- **TASK BRIEF**
In the entries that follow, identify the line containing "Could you please spot the long-sleeved" and return it together with all later lines, exactly as they appear.

--- START ---

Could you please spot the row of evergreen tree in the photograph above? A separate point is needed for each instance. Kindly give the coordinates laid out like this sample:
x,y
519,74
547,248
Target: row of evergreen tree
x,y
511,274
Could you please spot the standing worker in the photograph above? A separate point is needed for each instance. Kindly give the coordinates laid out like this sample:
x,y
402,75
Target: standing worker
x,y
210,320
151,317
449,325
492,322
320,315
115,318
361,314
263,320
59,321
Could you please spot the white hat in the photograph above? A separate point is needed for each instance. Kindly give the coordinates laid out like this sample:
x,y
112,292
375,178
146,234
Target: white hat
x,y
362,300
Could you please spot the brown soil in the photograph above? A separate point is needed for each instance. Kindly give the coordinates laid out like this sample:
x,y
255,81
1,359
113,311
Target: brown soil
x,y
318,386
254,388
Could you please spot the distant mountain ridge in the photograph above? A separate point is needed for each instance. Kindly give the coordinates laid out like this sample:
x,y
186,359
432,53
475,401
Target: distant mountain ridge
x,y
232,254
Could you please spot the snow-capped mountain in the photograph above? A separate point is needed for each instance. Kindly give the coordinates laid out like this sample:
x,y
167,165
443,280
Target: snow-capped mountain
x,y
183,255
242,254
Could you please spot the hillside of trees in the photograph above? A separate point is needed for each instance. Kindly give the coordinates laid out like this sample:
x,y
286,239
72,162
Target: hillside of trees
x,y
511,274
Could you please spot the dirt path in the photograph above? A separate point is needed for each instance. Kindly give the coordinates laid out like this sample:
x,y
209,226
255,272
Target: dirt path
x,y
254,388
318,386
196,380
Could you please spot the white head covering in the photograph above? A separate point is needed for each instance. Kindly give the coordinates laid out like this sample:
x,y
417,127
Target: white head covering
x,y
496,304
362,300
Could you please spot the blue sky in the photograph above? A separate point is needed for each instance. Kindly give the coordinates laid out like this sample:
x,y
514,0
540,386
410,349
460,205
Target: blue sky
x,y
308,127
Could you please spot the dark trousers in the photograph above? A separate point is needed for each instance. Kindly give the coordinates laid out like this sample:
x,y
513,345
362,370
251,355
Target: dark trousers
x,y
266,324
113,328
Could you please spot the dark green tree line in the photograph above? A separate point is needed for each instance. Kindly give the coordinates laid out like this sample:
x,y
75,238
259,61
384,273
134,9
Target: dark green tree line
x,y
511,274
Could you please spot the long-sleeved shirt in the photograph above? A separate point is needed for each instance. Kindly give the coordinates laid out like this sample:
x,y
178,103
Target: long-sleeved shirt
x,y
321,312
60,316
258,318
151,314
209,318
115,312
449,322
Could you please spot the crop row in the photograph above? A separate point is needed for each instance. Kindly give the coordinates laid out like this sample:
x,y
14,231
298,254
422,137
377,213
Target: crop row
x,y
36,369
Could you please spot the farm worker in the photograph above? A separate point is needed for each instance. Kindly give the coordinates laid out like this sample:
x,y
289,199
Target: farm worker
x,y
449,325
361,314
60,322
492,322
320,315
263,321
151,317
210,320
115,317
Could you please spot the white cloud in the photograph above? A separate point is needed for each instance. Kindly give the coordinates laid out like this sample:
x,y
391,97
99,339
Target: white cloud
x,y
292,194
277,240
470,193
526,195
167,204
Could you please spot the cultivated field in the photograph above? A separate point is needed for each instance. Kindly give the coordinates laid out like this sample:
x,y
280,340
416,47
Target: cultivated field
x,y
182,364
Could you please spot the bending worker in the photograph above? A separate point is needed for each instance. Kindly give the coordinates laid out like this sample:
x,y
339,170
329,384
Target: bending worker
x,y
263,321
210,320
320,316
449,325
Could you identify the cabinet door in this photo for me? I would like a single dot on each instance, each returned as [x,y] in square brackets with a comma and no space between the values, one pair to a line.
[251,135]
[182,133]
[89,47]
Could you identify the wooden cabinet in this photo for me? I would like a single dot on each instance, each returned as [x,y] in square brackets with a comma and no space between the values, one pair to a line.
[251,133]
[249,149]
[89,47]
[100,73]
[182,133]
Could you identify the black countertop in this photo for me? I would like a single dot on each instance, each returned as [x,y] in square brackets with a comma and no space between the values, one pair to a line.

--- END ---

- **RESULT OF THE TASK**
Could you please spot the long-sleeved shirt in the photograph above? A separate point is needed for each instance. Kindly give the coordinates laid out like this sample:
x,y
178,103
Target: long-sleeved shirt
x,y
321,312
60,316
258,318
151,314
209,318
115,312
449,322
Could you please spot the crop row in the photograph above? A separate point is needed for each instance. Kindly give the coordinates laid out like this sample:
x,y
14,231
298,254
422,137
377,213
Target: crop row
x,y
36,369
Could you please spot the farm worker in the photograph above? A separate point is needed for each instance. Kindly give the coordinates laid out like this sample:
x,y
289,199
Target: farm worker
x,y
449,325
361,314
60,322
492,322
320,315
263,321
151,317
210,320
115,317
Could you please spot the white cloud in the photograph above? A separate point is needed for each instance. Kindly give the coordinates laid out like this sample:
x,y
391,97
99,339
Target: white cloud
x,y
292,194
277,240
470,193
526,195
167,204
Could you please spot the cultivated field in the photograph above? A separate point is needed for each instance. Kindly give the coordinates laid out like this sample:
x,y
280,340
416,47
Target: cultivated field
x,y
182,364
Could you please spot the bending worker in the photograph above? A separate point is needed for each instance. Kindly give the coordinates laid out like this sample:
x,y
339,170
329,384
Target: bending worker
x,y
263,321
210,320
320,316
449,325
Could you identify the cabinet door in this photo for me? I would like a single dot on each instance, each returned as [x,y] in square brackets with a comma and no space between the values, one pair to a line.
[251,135]
[182,133]
[89,47]
Could you identify the wooden cabinet in this photo for me? I would like a single dot on each instance, each returned as [x,y] in square brackets with a comma and no space between the values, one pair to a line.
[251,133]
[249,149]
[89,47]
[100,73]
[182,133]
Could you identify the black countertop in this photo for me? I would like a single dot on each instance, each returned as [x,y] in square brackets with a comma and no space between the values, one pair to a line.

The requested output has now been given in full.